Entries taken from a collection
════════════════════

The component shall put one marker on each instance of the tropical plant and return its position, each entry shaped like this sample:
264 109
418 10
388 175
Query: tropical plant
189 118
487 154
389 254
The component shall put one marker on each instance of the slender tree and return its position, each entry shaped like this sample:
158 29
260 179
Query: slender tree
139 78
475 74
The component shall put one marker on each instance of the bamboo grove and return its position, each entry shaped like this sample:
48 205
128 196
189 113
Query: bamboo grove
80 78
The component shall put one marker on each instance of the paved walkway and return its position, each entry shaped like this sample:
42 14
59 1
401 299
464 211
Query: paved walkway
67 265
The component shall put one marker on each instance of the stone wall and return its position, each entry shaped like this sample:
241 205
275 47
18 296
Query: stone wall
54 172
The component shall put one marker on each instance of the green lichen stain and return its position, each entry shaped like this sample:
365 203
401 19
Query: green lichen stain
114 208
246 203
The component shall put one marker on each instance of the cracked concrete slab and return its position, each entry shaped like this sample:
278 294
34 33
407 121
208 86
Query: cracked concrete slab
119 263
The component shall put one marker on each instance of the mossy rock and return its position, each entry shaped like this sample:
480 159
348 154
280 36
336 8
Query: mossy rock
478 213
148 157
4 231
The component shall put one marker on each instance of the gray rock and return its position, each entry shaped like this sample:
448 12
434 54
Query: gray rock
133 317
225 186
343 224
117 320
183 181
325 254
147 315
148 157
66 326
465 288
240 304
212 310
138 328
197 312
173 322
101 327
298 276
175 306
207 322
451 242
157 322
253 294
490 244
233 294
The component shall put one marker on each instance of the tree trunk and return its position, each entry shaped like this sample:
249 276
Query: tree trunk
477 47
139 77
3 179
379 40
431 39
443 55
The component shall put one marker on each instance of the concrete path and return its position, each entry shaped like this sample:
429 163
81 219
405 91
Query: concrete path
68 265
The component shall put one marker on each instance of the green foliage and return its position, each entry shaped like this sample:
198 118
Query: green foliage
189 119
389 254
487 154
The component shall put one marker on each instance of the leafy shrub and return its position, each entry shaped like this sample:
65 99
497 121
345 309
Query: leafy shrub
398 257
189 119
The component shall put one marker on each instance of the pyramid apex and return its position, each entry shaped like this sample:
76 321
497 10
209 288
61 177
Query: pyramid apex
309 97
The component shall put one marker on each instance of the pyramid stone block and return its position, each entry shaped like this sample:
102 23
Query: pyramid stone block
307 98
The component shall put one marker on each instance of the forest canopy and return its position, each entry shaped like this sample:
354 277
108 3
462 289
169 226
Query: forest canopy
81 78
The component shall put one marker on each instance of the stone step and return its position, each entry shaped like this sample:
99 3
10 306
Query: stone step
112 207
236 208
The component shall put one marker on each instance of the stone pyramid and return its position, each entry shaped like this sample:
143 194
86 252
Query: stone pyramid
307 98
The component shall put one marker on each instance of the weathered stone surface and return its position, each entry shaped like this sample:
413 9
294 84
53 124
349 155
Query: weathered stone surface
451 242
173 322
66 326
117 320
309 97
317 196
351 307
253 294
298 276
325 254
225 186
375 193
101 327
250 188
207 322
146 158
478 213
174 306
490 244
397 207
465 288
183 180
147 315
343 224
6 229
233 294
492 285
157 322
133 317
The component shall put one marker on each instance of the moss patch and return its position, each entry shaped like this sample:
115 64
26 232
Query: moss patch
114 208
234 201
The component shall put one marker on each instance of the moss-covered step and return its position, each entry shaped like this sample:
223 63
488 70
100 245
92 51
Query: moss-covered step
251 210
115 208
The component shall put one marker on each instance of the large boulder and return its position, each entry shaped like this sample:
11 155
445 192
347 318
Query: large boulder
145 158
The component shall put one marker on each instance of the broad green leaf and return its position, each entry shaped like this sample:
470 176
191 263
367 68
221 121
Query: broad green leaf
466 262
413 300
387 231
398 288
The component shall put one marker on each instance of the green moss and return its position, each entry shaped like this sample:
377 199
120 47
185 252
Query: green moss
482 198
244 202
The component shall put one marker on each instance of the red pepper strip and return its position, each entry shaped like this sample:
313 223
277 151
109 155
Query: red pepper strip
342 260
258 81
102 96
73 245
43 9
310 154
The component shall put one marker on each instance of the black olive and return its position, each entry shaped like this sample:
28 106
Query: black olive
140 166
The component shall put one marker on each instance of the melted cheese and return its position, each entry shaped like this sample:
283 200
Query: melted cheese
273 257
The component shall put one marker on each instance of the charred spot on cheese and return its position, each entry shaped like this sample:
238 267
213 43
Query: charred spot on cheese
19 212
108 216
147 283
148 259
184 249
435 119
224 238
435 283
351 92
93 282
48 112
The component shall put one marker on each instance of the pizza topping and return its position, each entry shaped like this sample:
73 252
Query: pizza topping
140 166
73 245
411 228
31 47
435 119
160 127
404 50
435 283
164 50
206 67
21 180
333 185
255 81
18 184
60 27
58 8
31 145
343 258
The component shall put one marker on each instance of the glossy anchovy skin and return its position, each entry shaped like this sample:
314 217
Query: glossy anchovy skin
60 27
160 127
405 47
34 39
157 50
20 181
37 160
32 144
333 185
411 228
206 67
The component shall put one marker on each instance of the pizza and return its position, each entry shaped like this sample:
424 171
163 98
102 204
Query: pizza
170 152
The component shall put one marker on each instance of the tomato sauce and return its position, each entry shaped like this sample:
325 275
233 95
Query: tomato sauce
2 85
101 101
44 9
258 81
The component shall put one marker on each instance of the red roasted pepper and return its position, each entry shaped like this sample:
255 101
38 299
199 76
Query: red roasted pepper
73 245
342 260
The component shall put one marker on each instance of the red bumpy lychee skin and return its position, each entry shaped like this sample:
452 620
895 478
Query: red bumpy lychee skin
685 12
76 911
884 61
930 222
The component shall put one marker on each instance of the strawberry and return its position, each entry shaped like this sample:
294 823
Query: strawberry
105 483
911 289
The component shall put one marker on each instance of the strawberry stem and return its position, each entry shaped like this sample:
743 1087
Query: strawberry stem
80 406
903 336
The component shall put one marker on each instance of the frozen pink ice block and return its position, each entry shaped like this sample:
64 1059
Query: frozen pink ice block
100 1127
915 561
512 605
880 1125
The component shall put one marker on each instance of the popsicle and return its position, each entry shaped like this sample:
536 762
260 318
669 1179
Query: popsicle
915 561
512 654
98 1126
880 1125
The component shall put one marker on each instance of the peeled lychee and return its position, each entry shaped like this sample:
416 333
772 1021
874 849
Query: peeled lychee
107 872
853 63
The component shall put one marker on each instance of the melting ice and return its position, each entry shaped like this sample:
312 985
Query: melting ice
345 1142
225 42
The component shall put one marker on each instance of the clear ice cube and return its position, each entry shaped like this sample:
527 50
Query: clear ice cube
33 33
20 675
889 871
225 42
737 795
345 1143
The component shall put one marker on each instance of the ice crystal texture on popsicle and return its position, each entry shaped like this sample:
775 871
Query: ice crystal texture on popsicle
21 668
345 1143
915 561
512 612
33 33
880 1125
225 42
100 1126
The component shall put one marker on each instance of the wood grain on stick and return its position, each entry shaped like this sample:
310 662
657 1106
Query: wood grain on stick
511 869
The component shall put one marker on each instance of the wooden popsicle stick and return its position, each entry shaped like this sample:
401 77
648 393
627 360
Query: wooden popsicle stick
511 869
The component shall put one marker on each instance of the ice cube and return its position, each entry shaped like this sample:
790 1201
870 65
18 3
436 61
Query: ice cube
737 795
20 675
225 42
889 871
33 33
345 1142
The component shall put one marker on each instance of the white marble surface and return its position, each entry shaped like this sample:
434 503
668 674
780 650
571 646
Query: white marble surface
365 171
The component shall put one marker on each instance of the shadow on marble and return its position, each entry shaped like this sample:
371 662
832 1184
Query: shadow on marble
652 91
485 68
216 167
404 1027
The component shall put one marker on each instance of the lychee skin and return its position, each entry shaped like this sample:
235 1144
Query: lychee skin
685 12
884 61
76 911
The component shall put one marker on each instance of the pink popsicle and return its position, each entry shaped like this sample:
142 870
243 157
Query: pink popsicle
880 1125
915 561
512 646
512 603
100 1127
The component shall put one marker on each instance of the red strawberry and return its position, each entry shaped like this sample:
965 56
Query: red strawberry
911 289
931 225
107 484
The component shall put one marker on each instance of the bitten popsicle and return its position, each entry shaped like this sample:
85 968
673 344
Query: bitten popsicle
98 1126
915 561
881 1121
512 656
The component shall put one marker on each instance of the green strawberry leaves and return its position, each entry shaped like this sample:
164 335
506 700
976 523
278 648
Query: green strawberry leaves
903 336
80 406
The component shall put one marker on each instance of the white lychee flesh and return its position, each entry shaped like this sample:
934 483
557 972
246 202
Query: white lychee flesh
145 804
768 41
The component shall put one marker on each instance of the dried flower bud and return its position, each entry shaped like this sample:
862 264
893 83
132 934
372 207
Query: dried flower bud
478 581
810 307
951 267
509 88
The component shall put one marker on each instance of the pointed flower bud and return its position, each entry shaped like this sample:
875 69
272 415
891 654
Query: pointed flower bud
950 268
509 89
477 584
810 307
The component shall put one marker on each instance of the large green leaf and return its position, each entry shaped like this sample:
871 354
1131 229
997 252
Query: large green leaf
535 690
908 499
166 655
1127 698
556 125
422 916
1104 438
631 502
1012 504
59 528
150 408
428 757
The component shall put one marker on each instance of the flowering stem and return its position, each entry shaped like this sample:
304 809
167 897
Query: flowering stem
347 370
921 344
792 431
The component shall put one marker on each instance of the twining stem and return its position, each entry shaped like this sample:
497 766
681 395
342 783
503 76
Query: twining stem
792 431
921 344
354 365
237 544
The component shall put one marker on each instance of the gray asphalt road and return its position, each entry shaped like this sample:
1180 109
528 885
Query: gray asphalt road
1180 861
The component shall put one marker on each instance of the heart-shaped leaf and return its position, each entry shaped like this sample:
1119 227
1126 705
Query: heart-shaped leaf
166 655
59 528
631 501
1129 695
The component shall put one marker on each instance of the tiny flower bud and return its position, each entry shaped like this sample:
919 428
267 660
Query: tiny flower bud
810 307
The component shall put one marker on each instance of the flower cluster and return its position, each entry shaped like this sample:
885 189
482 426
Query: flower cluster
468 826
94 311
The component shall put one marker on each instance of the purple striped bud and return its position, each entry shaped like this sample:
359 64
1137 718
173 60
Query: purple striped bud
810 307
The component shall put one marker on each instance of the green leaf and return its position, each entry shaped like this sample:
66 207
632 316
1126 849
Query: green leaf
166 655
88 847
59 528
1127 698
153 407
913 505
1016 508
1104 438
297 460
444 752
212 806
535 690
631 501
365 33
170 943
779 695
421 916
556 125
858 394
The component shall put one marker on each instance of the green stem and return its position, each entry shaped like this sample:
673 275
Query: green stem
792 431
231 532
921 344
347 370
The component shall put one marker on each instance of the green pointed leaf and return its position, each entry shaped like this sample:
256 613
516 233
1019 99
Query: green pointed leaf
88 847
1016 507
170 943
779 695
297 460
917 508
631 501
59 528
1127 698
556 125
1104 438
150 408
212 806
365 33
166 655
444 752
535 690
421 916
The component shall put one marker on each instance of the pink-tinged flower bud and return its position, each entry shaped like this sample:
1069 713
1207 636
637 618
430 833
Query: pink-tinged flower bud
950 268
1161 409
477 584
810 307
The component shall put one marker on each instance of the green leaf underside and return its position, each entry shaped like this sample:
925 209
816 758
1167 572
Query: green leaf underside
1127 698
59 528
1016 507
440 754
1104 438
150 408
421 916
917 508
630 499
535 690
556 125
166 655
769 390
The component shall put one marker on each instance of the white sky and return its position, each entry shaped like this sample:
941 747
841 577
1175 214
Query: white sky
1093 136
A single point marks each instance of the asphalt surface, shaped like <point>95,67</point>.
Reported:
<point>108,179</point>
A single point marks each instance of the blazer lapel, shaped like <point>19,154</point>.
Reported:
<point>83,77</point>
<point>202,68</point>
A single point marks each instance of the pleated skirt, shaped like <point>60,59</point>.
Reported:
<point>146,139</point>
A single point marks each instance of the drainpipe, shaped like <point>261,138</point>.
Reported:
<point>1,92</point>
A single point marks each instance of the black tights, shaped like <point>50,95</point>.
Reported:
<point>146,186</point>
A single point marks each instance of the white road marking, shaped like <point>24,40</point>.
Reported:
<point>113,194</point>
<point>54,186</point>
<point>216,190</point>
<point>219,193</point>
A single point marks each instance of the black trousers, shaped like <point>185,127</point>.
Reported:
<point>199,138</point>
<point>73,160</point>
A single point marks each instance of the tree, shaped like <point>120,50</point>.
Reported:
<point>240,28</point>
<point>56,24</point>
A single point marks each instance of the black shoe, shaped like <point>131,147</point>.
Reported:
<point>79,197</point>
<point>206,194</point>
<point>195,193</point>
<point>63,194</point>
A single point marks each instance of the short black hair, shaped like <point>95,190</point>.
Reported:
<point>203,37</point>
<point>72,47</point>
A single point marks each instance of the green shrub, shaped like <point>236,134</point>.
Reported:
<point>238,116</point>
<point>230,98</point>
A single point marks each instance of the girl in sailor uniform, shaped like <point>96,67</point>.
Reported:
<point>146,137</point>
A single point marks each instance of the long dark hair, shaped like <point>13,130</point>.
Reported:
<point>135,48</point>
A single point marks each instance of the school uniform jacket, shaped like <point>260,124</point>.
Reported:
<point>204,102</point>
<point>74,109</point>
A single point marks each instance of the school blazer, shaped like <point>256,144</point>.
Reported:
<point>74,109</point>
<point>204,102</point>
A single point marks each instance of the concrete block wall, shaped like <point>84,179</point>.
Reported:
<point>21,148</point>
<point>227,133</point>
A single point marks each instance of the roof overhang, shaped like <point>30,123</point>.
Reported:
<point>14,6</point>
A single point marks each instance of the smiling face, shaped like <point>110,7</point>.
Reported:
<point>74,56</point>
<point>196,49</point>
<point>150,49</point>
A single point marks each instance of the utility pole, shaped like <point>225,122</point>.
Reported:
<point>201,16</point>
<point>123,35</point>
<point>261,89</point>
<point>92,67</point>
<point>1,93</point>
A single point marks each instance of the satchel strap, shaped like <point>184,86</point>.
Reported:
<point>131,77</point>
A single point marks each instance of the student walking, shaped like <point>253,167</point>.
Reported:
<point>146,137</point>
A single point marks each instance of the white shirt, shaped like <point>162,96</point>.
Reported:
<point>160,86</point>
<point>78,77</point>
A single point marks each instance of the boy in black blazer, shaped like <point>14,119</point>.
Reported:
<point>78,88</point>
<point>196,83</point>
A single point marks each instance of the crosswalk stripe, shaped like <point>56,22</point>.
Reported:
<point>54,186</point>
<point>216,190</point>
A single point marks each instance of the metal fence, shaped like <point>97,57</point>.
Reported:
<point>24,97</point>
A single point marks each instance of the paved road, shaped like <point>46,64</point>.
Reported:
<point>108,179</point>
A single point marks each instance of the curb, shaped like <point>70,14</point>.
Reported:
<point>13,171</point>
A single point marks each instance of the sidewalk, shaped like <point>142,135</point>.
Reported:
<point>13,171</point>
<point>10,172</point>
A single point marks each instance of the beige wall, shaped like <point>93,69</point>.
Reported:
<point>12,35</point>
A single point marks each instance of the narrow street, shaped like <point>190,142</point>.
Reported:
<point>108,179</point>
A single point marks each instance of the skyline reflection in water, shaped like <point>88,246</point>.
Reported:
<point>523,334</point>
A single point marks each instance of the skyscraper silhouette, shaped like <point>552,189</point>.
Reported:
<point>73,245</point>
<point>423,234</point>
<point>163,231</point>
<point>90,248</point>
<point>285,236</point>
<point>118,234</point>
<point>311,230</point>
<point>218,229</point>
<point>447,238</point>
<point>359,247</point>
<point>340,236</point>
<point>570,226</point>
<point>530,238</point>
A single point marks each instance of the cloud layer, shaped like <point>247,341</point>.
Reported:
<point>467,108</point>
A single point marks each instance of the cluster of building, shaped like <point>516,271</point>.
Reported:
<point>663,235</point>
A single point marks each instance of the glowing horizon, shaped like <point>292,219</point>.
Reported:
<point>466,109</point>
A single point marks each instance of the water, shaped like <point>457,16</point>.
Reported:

════════════════════

Given problem:
Reproduce verbatim the rows from the line containing "A single point marks each instance of the boy" through the line containing "<point>663,235</point>", including both of those lines.

Output of the exercise:
A single point marks each instance of the boy in black blazer, shaped like <point>14,119</point>.
Reported:
<point>78,88</point>
<point>196,83</point>
A single point marks each instance of the crosswalk stripe, shaped like <point>56,22</point>.
Reported:
<point>54,186</point>
<point>216,190</point>
A single point marks each instance of the metal fence, shaped like <point>97,57</point>.
Reported:
<point>24,97</point>
A single point marks each instance of the paved road, shaped like <point>46,64</point>.
Reported:
<point>108,179</point>
A single point marks each instance of the curb, shaped like <point>70,14</point>.
Reported:
<point>13,171</point>
A single point marks each instance of the sidewalk, shaped like <point>142,135</point>.
Reported:
<point>13,171</point>
<point>10,172</point>
A single point marks each instance of the beige wall, shaped like <point>93,69</point>.
Reported:
<point>12,35</point>
A single point marks each instance of the narrow street, shaped like <point>190,142</point>.
Reported:
<point>108,179</point>
A single point marks each instance of the skyline reflection in water, shaped like <point>88,246</point>.
Reported:
<point>523,334</point>
A single point marks each instance of the skyscraper silhouette, shaped like <point>552,189</point>.
Reported:
<point>73,245</point>
<point>423,234</point>
<point>163,231</point>
<point>90,248</point>
<point>285,236</point>
<point>118,234</point>
<point>311,230</point>
<point>218,229</point>
<point>447,238</point>
<point>359,247</point>
<point>340,236</point>
<point>570,226</point>
<point>530,238</point>
A single point marks each instance of the cloud layer, shaped like <point>247,341</point>.
Reported:
<point>467,108</point>
A single point marks each instance of the cluster of building, shaped like <point>516,271</point>.
Reported:
<point>663,235</point>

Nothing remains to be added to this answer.